*** TEXT PASSAGE
So how can we persuade politicians and captains of
industry in New Zealand to face up to reality?
SUGGESTED
STRATEGIES
Available time and space constraints permit us to make
just a few suggestions. The NZ Institute of Forestry has a clear policy on
managing indigenous forests and is in the process of updating a policy on
forestry in general for New Zealand that is coherently integrated with its
indigenous forest policy. An indigenous forestry group also has a policy on
indigenous forest silviculture, and it is not incompatible with the NZIF one.
The New Zealand Forest Industries Council (NZFIC) shows no interest in
indigenous forests and is confining its attention to certification processes
only for commercial plantations. Adopting this approach simply confirms that
NZFIC is being consistent with its stance on the 1993 New Zealand Forest Accord,
which for the forest industry, through distancing itself altogether from
indigenous forestry, is simply a way of keeping on-side with the extreme
environmental lobby. The suggestions here are related to changing entrenched
perceptions of politicians, legislators and leaders of industry. Delegates at
this conference may wish to question and comment on our choice.
******
◆ **JOB 1**:
Print the part of the New Zealand forestry text that opens with the words containing "The New Zealand" and closes with "on our choice.".
◆ **JOB 2**:
Answer these questions from the New Zealand forestry text:
(a) Which organization is updating a policy on forestry in general for New Zealand?
(b) To what does the New Zealand Forest Industries Council confine its attention?
(c) In what year was the New Zealand Forest Accord?
*** SOURCE MATERIAL
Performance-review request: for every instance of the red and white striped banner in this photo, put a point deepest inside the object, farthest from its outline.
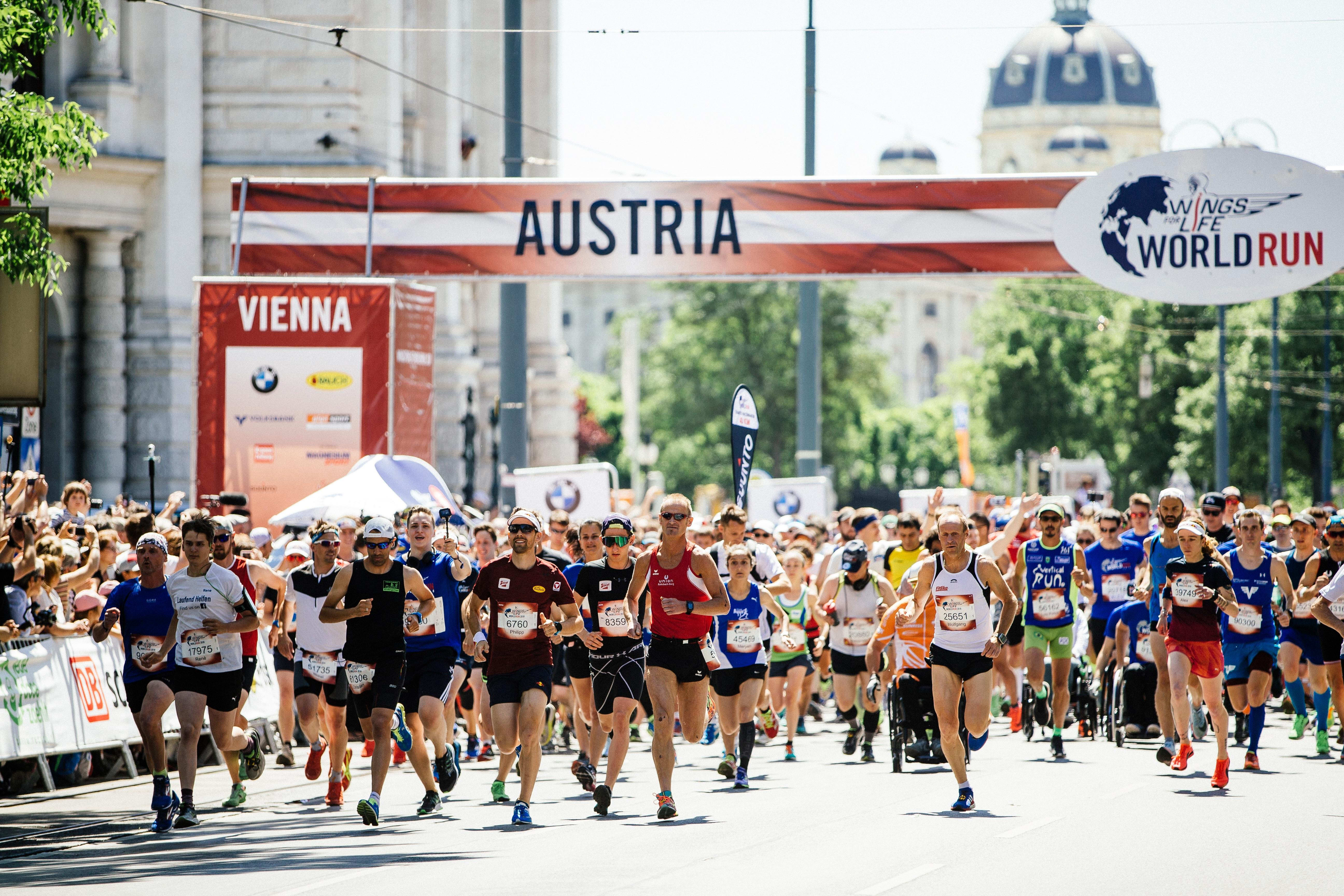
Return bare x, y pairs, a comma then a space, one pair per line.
664, 230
******
◆ **CORRECT RESULT 1**:
The New Zealand Forest Industries Council (NZFIC) shows no interest in
indigenous forests and is confining its attention to certification processes
only for commercial plantations. Adopting this approach simply confirms that
NZFIC is being consistent with its stance on the 1993 New Zealand Forest Accord,
which for the forest industry, through distancing itself altogether from
indigenous forestry, is simply a way of keeping on-side with the extreme
environmental lobby. The suggestions here are related to changing entrenched
perceptions of politicians, legislators and leaders of industry. Delegates at
this conference may wish to question and comment on our choice.

◆ **CORRECT RESULT 2**:
(a) The NZ Institute of Forestry
(b) Certification processes only for commercial plantations
(c) 1993